* Aim
Return exactly the lines that run from the one containing "microphone head, written as integer pixel values." to the end of the entries, with both ends included.

+--

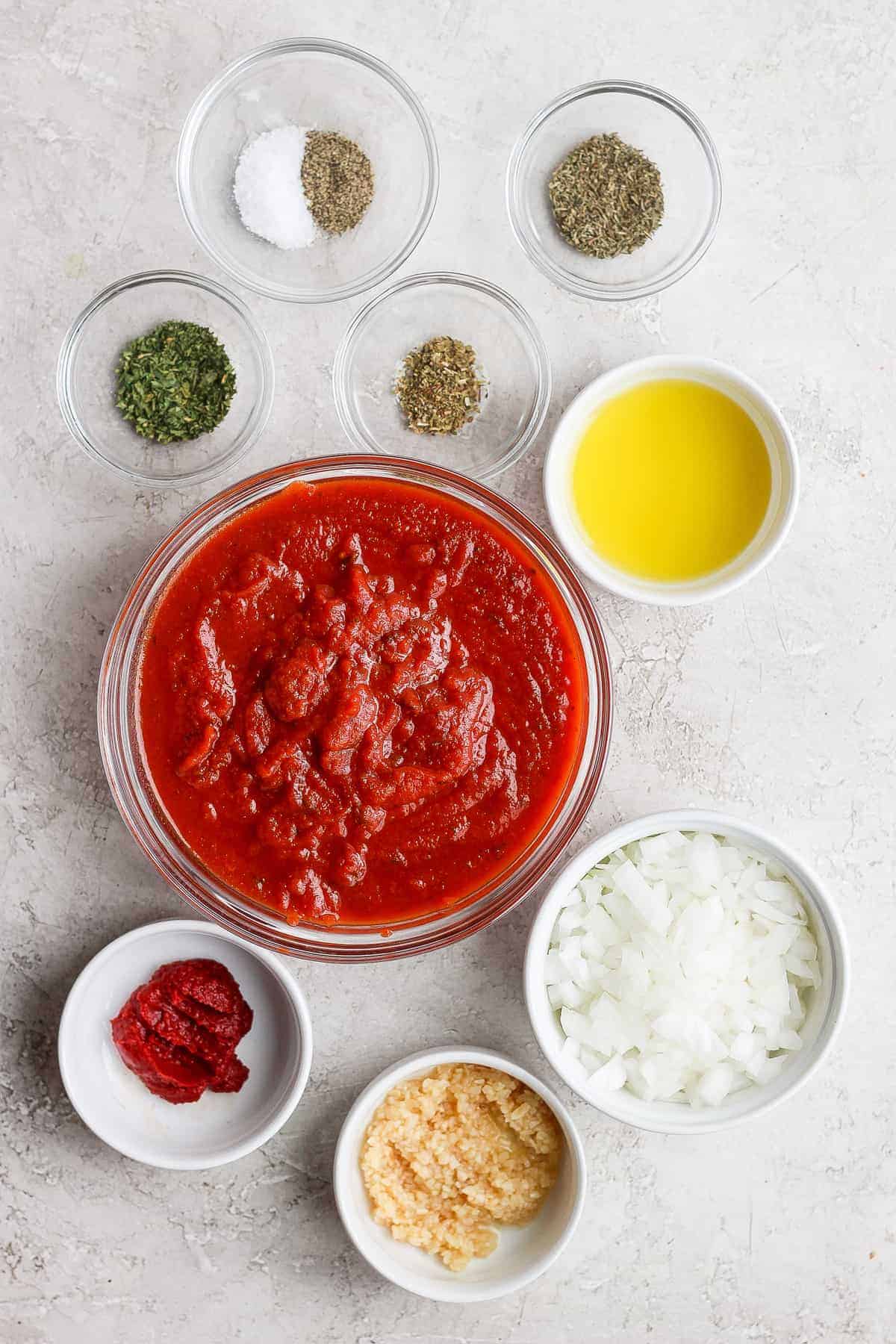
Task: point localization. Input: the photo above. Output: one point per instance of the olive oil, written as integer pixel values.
(671, 482)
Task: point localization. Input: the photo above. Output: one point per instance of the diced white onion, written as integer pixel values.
(680, 968)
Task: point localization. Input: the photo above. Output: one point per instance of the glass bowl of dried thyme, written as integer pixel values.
(444, 369)
(167, 378)
(615, 190)
(308, 171)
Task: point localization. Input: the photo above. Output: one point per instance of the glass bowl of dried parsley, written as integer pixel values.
(167, 378)
(308, 171)
(615, 190)
(444, 369)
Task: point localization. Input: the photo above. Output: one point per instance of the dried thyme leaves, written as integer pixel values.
(606, 196)
(440, 389)
(337, 181)
(175, 383)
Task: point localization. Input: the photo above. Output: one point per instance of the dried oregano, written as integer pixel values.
(438, 388)
(337, 181)
(175, 383)
(606, 196)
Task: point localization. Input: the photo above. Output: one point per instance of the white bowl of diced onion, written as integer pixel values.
(685, 972)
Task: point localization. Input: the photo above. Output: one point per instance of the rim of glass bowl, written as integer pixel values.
(132, 792)
(559, 275)
(207, 100)
(346, 354)
(264, 367)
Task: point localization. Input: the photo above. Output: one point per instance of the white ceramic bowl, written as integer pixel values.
(785, 479)
(218, 1128)
(521, 1254)
(827, 1006)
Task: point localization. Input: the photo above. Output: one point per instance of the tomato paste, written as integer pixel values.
(179, 1033)
(361, 700)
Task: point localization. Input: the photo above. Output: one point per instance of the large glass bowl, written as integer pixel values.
(317, 85)
(668, 134)
(134, 796)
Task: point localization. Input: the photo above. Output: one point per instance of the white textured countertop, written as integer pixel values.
(775, 703)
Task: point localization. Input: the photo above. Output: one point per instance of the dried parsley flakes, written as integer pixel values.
(606, 196)
(440, 389)
(175, 383)
(337, 181)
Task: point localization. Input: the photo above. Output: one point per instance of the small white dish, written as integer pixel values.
(218, 1128)
(782, 455)
(827, 1006)
(521, 1254)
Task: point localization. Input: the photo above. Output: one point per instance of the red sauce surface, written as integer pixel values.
(359, 700)
(179, 1033)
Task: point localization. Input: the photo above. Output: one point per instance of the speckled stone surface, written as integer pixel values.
(775, 703)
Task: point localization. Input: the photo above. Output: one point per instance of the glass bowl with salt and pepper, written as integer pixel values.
(308, 171)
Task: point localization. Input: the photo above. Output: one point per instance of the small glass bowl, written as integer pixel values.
(134, 307)
(669, 134)
(134, 796)
(327, 87)
(511, 356)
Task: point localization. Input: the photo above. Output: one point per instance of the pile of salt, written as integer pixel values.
(267, 188)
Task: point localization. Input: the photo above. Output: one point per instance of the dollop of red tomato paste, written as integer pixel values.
(361, 700)
(179, 1033)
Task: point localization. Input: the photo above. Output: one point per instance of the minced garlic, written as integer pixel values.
(450, 1155)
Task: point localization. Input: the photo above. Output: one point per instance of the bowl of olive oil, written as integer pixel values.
(672, 480)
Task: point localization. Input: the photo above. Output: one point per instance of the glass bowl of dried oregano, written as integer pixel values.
(308, 169)
(615, 190)
(444, 369)
(167, 378)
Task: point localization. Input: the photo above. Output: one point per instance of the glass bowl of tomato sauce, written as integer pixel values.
(355, 709)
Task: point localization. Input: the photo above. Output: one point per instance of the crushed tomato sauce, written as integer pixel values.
(359, 700)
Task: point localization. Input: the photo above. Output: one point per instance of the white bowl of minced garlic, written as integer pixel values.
(458, 1175)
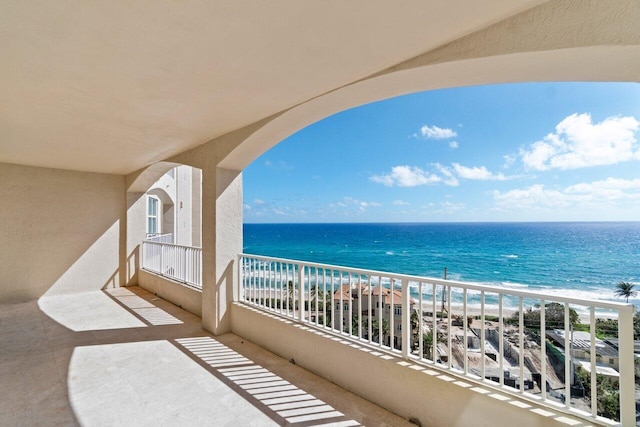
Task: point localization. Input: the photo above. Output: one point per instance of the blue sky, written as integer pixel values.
(513, 152)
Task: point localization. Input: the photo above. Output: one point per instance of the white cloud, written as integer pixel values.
(579, 143)
(434, 132)
(449, 178)
(585, 195)
(405, 176)
(476, 173)
(509, 160)
(609, 189)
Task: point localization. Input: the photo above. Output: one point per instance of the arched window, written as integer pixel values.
(153, 216)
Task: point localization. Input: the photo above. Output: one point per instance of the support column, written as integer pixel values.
(221, 243)
(132, 235)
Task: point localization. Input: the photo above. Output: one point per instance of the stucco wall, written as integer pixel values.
(60, 231)
(183, 296)
(410, 390)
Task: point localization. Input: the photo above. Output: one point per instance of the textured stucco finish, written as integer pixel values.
(183, 296)
(146, 80)
(60, 231)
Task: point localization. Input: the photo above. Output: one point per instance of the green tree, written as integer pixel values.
(625, 290)
(427, 343)
(553, 313)
(375, 330)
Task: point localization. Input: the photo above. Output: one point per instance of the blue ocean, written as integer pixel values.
(581, 259)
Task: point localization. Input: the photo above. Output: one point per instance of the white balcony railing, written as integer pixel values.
(160, 238)
(512, 339)
(180, 263)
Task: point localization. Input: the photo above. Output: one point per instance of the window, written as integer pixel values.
(153, 207)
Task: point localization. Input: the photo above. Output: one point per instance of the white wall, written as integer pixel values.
(60, 231)
(183, 296)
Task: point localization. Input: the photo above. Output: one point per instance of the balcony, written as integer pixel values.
(325, 318)
(126, 357)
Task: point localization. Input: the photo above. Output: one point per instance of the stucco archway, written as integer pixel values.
(596, 63)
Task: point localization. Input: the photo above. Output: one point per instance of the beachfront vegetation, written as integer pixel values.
(608, 394)
(553, 315)
(625, 290)
(427, 343)
(375, 330)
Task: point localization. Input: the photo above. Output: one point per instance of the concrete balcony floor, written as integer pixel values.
(126, 357)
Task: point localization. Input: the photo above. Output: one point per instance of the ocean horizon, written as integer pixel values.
(577, 259)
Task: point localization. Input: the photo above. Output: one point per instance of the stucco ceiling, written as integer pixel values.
(114, 86)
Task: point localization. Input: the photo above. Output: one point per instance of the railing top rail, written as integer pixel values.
(148, 242)
(611, 305)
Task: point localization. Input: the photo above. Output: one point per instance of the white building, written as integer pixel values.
(100, 99)
(174, 207)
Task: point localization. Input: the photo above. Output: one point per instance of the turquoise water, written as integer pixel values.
(582, 260)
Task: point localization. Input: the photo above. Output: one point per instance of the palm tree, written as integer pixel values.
(625, 290)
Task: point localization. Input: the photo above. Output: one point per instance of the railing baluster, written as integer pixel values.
(450, 353)
(482, 337)
(434, 327)
(521, 342)
(567, 357)
(501, 340)
(465, 327)
(627, 377)
(391, 314)
(406, 320)
(592, 359)
(420, 322)
(543, 350)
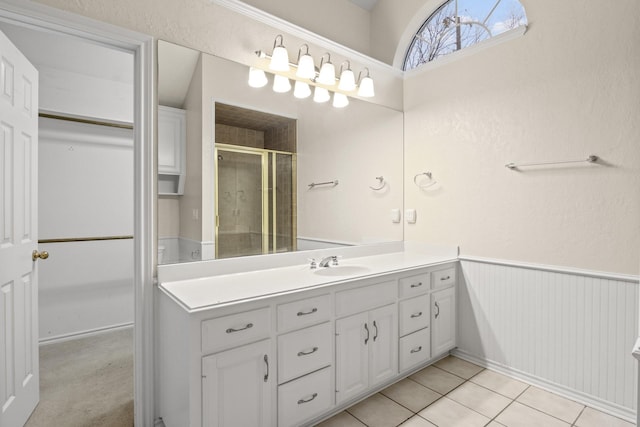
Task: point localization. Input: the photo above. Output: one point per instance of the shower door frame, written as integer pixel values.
(264, 153)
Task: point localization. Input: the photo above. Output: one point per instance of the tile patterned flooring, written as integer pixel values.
(456, 393)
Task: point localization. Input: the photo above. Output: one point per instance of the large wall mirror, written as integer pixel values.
(236, 165)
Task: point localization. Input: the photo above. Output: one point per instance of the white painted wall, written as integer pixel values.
(567, 89)
(569, 332)
(338, 20)
(78, 78)
(85, 176)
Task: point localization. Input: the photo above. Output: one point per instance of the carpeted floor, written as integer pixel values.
(86, 382)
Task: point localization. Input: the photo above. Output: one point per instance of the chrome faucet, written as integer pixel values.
(333, 259)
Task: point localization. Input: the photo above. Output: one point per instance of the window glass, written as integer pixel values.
(461, 23)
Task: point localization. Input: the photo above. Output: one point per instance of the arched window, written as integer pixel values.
(462, 23)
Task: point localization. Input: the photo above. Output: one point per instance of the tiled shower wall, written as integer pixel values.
(572, 333)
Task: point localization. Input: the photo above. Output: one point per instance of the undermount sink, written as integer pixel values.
(341, 270)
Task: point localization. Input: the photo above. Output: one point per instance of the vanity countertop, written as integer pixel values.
(209, 292)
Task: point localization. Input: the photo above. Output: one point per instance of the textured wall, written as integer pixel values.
(202, 25)
(567, 89)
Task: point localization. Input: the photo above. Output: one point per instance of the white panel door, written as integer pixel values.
(443, 321)
(237, 387)
(19, 377)
(352, 356)
(383, 352)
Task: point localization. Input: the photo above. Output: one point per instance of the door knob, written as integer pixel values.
(42, 255)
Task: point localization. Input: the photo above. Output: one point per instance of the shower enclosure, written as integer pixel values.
(255, 201)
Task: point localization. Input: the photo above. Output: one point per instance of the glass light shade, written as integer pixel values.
(340, 100)
(347, 81)
(366, 88)
(320, 94)
(281, 84)
(327, 74)
(257, 77)
(306, 67)
(301, 90)
(279, 59)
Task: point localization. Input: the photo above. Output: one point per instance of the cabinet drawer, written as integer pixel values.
(304, 398)
(415, 349)
(413, 285)
(414, 314)
(230, 331)
(442, 278)
(306, 312)
(304, 351)
(365, 298)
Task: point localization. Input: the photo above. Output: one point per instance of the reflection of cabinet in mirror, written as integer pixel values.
(171, 150)
(255, 187)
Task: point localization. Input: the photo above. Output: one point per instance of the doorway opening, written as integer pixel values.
(85, 223)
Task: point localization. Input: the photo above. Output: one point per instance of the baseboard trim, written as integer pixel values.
(84, 334)
(586, 399)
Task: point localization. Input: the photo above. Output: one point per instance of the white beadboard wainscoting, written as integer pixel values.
(568, 331)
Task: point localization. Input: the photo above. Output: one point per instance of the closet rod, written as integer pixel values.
(84, 239)
(86, 121)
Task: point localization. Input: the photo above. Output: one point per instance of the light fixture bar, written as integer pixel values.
(305, 74)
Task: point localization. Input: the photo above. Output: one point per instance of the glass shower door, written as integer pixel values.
(240, 203)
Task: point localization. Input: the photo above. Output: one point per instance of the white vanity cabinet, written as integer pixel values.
(366, 342)
(236, 387)
(366, 351)
(172, 141)
(443, 311)
(294, 358)
(305, 358)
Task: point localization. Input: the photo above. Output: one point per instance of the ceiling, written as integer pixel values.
(365, 4)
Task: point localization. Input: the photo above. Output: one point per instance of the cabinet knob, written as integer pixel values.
(42, 255)
(313, 396)
(306, 353)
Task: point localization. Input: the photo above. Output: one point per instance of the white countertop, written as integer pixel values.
(208, 292)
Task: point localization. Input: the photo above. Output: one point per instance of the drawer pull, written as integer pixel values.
(313, 396)
(231, 330)
(304, 313)
(366, 340)
(306, 353)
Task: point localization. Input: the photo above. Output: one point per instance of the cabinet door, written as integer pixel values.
(171, 140)
(352, 357)
(237, 387)
(383, 346)
(443, 321)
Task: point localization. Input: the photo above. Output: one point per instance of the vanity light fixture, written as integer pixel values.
(305, 75)
(340, 100)
(257, 77)
(321, 95)
(280, 56)
(281, 84)
(365, 85)
(306, 65)
(347, 78)
(301, 90)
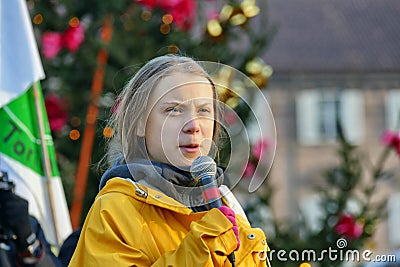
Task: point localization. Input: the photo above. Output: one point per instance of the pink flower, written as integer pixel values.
(148, 3)
(55, 112)
(212, 14)
(182, 11)
(51, 44)
(348, 227)
(73, 37)
(249, 170)
(392, 139)
(260, 148)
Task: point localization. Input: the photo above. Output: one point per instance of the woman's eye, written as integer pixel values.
(205, 110)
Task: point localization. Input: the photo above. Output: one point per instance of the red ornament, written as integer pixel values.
(392, 139)
(182, 11)
(249, 170)
(348, 227)
(260, 148)
(51, 44)
(56, 113)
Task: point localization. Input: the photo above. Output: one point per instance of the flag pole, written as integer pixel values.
(90, 128)
(45, 157)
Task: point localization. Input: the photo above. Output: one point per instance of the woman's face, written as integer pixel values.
(180, 124)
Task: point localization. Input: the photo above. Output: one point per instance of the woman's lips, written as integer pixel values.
(190, 148)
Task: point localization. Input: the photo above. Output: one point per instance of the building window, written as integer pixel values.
(316, 112)
(393, 109)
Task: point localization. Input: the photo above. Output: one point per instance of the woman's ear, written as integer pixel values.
(141, 128)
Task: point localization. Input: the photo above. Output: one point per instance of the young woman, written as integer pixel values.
(149, 211)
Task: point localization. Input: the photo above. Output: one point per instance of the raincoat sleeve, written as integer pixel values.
(208, 243)
(108, 240)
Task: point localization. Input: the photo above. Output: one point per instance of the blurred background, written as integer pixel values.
(330, 71)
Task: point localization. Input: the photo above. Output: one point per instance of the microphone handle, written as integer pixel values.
(212, 197)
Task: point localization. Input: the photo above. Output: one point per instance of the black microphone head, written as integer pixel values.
(203, 165)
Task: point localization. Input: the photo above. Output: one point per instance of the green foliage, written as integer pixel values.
(346, 190)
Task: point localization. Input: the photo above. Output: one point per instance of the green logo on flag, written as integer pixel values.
(19, 137)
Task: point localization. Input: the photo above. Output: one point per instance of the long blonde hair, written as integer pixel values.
(133, 101)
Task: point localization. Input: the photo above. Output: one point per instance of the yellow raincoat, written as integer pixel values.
(131, 224)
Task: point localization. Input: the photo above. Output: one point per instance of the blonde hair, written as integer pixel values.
(133, 101)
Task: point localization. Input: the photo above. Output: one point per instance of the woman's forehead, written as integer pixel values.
(182, 87)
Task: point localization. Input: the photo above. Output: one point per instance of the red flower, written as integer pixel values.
(392, 139)
(148, 3)
(348, 227)
(55, 112)
(182, 11)
(260, 147)
(51, 44)
(73, 37)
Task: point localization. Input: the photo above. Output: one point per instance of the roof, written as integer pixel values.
(335, 36)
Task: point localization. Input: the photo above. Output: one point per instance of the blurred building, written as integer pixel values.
(336, 56)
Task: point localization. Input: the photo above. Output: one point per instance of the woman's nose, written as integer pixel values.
(192, 126)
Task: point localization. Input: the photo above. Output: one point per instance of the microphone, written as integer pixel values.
(204, 169)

+--

* The solution
Task: point localization. Input: the photo above. Output: one point per instance of the black microphone head, written as integer pixel values.
(203, 165)
Task: point localization. Input: the photo above. Output: one point per instance of the green foliage, written as integer pixel values.
(346, 190)
Task: point localization. Input: the photo above. Output: one point per instance of the green logo on flag, written as integer pixel values.
(19, 137)
Task: point localization. Input: the photo above. Output: one point per instance of the long blonde hair, written as integer pixel values.
(133, 101)
Task: point localization. Input: the photo above. Output: one point per instance of the yellow raincoat, written as integer pixel values.
(131, 224)
Task: point localization. Input: the photo above. Output: one point per instance of the blonde hair, written as integer pixel values.
(133, 101)
Task: point localization. Input: the photo above. Output: one point per instance of the woman's forehead, written as integer pixel values.
(182, 87)
Task: point localization. Input: the photo above. Output: one point per instance of the red flower, written as integer pixel values.
(392, 139)
(148, 3)
(348, 227)
(55, 112)
(182, 11)
(260, 147)
(51, 44)
(73, 37)
Task: point localization. Input: the photo above. Output: one point per instance of the roof, written as integer pixel values.
(335, 36)
Task: point localization. Input: the photo above. Output: one point per instance of the blurred building, written as integer pixel values.
(336, 56)
Task: point localization. Input: the photo above. Output: one point per instance of the woman's nose, written as integer pixel values.
(192, 126)
Task: point localization. Input: the photo above. Output: one point per instance of the microphone, written as integer pixel values.
(204, 169)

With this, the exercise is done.